=== Begin Enclosure ===

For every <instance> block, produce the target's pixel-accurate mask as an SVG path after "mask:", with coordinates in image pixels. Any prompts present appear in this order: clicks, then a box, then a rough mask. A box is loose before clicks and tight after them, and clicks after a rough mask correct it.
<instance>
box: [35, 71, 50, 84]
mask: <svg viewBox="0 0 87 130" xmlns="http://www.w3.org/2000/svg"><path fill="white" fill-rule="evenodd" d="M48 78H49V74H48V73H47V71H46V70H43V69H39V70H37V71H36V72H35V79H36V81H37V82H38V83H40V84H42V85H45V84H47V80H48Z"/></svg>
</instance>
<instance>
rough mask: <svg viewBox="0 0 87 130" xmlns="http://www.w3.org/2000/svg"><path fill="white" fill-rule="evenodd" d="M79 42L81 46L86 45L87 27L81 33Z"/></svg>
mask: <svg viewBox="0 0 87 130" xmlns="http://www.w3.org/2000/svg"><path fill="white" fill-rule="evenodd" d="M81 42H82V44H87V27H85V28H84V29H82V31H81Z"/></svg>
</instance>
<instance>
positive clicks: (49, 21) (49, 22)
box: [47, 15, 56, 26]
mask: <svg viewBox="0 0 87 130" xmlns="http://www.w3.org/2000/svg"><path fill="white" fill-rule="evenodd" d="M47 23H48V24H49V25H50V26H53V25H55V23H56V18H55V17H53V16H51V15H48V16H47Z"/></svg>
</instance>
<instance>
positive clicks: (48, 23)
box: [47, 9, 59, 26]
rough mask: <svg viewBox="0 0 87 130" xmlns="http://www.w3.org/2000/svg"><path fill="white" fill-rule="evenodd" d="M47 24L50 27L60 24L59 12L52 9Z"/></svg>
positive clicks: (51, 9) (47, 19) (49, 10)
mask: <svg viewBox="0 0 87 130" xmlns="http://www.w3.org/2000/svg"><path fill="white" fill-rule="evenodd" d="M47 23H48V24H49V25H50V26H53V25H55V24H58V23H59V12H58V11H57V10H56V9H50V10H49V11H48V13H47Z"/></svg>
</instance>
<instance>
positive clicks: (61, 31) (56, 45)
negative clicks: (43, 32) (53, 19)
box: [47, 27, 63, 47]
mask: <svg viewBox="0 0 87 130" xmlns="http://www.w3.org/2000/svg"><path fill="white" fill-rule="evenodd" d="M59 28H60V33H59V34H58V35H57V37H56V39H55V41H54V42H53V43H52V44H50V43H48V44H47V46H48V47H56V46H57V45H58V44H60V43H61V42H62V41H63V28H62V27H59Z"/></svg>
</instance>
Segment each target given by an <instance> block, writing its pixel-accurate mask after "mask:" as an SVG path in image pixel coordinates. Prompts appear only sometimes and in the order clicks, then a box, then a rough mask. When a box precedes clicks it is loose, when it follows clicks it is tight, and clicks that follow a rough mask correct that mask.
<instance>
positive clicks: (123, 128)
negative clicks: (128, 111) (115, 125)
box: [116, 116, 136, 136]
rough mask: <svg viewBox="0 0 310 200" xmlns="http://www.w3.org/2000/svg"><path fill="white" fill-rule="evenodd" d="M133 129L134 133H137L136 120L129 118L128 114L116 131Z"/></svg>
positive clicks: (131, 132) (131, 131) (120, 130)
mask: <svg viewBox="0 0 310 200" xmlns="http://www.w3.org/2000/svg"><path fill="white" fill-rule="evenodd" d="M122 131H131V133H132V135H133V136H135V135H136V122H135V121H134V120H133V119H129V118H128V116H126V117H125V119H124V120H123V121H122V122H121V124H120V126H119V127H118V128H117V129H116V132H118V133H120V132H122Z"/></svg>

=== End Enclosure ===

§ WHAT YOU SHOULD DO: Write out once more the lines above beginning at the line with "positive clicks: (48, 23)"; continue through the final line and stop there.

§ TASK RESULT:
positive clicks: (48, 23)
box: [47, 9, 59, 26]
rough mask: <svg viewBox="0 0 87 130" xmlns="http://www.w3.org/2000/svg"><path fill="white" fill-rule="evenodd" d="M47 24L50 27L60 24L59 12L52 9Z"/></svg>
positive clicks: (51, 9) (47, 19) (49, 10)
mask: <svg viewBox="0 0 87 130" xmlns="http://www.w3.org/2000/svg"><path fill="white" fill-rule="evenodd" d="M47 23H48V24H49V25H50V26H53V25H55V24H58V23H59V12H58V11H57V10H56V9H50V10H49V11H48V13H47Z"/></svg>
</instance>
<instance>
positive clicks: (61, 31) (56, 45)
negative clicks: (43, 32) (53, 19)
box: [47, 27, 63, 47]
mask: <svg viewBox="0 0 87 130" xmlns="http://www.w3.org/2000/svg"><path fill="white" fill-rule="evenodd" d="M59 28H60V33H59V34H58V35H57V37H56V39H55V41H54V42H53V43H52V44H50V43H48V44H47V46H48V47H56V46H57V45H58V44H60V43H61V42H62V41H63V28H62V27H59Z"/></svg>
</instance>
Segment each target given by an <instance> block, writing its pixel-accurate mask after "mask:" as an SVG path in image pixel coordinates. Prompts appear only sometimes and in the order clicks, then a box, then a rough mask. When a box precedes clicks it is loose, when it follows clicks it is tight, and clicks that follow a rough mask correct that mask.
<instance>
positive clicks: (123, 128)
negative clicks: (128, 111) (115, 125)
box: [116, 116, 136, 136]
rough mask: <svg viewBox="0 0 310 200" xmlns="http://www.w3.org/2000/svg"><path fill="white" fill-rule="evenodd" d="M133 129L134 133H137L136 120L129 118L128 114L116 131Z"/></svg>
positive clicks: (131, 132) (131, 131) (120, 130)
mask: <svg viewBox="0 0 310 200" xmlns="http://www.w3.org/2000/svg"><path fill="white" fill-rule="evenodd" d="M122 131H131V133H132V135H133V136H135V135H136V122H135V121H134V120H133V119H129V118H128V116H126V117H125V119H124V120H123V121H122V122H121V124H120V126H119V127H118V128H117V129H116V132H118V133H120V132H122Z"/></svg>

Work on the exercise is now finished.